→ Labeled point records:

= = = = = = =

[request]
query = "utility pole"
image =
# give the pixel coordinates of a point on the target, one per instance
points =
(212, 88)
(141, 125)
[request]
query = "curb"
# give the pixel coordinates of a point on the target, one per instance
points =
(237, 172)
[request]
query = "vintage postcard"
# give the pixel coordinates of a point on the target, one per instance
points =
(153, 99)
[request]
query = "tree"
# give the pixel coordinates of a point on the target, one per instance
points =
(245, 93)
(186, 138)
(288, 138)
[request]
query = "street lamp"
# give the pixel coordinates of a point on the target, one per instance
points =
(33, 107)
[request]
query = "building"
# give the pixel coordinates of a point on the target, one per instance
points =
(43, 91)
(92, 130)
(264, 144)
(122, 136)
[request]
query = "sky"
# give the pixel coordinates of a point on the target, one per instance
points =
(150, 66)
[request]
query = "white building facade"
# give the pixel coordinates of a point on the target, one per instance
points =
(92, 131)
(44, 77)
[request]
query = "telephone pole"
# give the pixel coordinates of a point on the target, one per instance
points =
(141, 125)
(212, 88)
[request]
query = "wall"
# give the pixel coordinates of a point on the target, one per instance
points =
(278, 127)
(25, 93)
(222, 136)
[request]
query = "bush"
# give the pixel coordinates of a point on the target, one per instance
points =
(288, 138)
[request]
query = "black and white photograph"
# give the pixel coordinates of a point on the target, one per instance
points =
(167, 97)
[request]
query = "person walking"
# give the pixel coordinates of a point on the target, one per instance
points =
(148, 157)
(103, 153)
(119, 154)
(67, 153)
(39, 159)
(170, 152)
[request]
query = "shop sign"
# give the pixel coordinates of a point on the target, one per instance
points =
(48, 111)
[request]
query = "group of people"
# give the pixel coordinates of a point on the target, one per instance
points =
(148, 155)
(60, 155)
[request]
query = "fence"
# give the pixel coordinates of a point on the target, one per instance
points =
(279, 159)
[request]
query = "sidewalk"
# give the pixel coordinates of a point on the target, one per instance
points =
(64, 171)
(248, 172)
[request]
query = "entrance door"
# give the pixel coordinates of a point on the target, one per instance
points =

= = = = = = =

→ Given request: Collect every line of the entries above that contains the string "building". Matching is case-sensitive.

→ Complete answer:
query = "building"
query = "white building facade"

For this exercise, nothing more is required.